[TASK BRIEF]
An exact, complete copy of the entries is what is needed.

[MATERIAL SUPPLIED]
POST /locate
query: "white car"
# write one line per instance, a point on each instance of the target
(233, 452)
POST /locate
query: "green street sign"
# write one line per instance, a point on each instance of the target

[ANSWER TO THE PROBLEM]
POST /locate
query: "white car"
# write one line per instance, a point on each instance of the target
(233, 452)
POST /locate
query: "green street sign"
# write one line per instance, a point on each instance of the target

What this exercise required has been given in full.